### Task brief
Your task is to transcribe the data in full.

### Available data
** START **
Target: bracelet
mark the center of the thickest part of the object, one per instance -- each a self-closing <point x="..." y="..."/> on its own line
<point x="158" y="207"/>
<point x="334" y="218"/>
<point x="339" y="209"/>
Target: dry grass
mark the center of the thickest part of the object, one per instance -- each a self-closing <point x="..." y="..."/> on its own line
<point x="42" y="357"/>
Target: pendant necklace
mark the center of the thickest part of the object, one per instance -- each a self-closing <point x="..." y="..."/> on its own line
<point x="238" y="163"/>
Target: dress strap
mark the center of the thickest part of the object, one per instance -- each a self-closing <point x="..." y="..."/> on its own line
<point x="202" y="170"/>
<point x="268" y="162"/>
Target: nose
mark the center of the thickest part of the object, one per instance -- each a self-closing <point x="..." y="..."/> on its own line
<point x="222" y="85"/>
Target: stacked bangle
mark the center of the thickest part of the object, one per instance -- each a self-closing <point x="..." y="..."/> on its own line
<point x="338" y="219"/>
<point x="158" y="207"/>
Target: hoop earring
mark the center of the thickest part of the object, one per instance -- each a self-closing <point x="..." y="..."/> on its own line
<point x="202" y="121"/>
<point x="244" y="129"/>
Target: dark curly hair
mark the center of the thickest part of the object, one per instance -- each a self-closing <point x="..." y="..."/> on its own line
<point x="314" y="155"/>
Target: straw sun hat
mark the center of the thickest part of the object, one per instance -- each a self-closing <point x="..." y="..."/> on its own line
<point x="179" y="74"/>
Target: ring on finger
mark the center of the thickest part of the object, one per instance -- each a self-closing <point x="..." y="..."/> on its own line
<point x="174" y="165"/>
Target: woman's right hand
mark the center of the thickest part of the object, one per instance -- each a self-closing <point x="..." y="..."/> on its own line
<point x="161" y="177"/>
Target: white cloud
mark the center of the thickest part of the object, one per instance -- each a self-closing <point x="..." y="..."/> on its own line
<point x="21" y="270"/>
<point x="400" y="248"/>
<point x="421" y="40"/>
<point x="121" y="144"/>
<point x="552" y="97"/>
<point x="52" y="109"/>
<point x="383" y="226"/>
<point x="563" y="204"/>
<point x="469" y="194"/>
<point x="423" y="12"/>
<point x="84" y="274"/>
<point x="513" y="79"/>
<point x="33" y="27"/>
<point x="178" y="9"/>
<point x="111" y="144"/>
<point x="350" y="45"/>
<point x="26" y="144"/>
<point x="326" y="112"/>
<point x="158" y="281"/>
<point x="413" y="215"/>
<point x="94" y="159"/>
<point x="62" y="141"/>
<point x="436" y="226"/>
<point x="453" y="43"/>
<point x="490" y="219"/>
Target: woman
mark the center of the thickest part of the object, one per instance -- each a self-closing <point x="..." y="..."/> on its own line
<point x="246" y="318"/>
** END **
### The answer
Target: bracelet
mark the center of the thickest part of the object, one per instance -- each a self-closing <point x="..." y="..."/> on its own line
<point x="158" y="207"/>
<point x="334" y="218"/>
<point x="339" y="209"/>
Target: dry grass
mark the center of the thickest part of the object, one per instance -- each a self-closing <point x="..." y="..."/> on its own line
<point x="42" y="357"/>
Target: pendant necklace
mark the center of the thickest part of the object, one per instance -- each a self-closing <point x="..." y="..."/> on its own line
<point x="238" y="163"/>
Target: dress strap
mark the center of the thickest part of the object, one per instance -- each a self-closing <point x="..." y="..."/> on its own line
<point x="202" y="170"/>
<point x="268" y="162"/>
Target: nose
mark the center of the thickest part of the object, one per instance -- each a self-closing <point x="..." y="..."/> on its own line
<point x="222" y="85"/>
Target: stacked bangle
mark the center of the thickest part of the object, one per instance -- each a self-closing <point x="..." y="..."/> on its own line
<point x="338" y="219"/>
<point x="158" y="207"/>
Target: hoop earring
mark the center of the thickest part of the object, one per instance -- each a self-closing <point x="..." y="..."/> on its own line
<point x="202" y="121"/>
<point x="244" y="129"/>
Target: dark curly hair
mark the center of the thickest part of the object, one per instance -- each a self-closing <point x="..." y="..."/> on its own line
<point x="314" y="155"/>
Target: straw sun hat
mark the center of the thickest part of the object, one per instance -- each a self-closing <point x="..." y="..."/> on its own line
<point x="179" y="74"/>
Target: ring on finger
mark the center of the thickest part of the object, one per instance -- each a self-closing <point x="..." y="..."/> on its own line
<point x="174" y="165"/>
Target: woman's right hand
mark the center of the thickest part of the object, one per instance -- each a self-closing <point x="..." y="..."/> on its own line
<point x="161" y="177"/>
Target: white cloud
mark the center of the thickest part of the object, one per instance -- each a self-closing <point x="..." y="..."/> on its own line
<point x="21" y="270"/>
<point x="400" y="248"/>
<point x="421" y="40"/>
<point x="121" y="144"/>
<point x="552" y="97"/>
<point x="52" y="109"/>
<point x="383" y="226"/>
<point x="563" y="204"/>
<point x="469" y="194"/>
<point x="423" y="12"/>
<point x="84" y="274"/>
<point x="513" y="79"/>
<point x="33" y="27"/>
<point x="178" y="9"/>
<point x="111" y="144"/>
<point x="350" y="45"/>
<point x="26" y="144"/>
<point x="326" y="112"/>
<point x="158" y="281"/>
<point x="413" y="215"/>
<point x="94" y="159"/>
<point x="62" y="141"/>
<point x="436" y="226"/>
<point x="453" y="43"/>
<point x="490" y="219"/>
Target: woman
mark the center of the thickest part of the object, one per instance -- each a self-closing <point x="..." y="..."/> on its own line
<point x="246" y="318"/>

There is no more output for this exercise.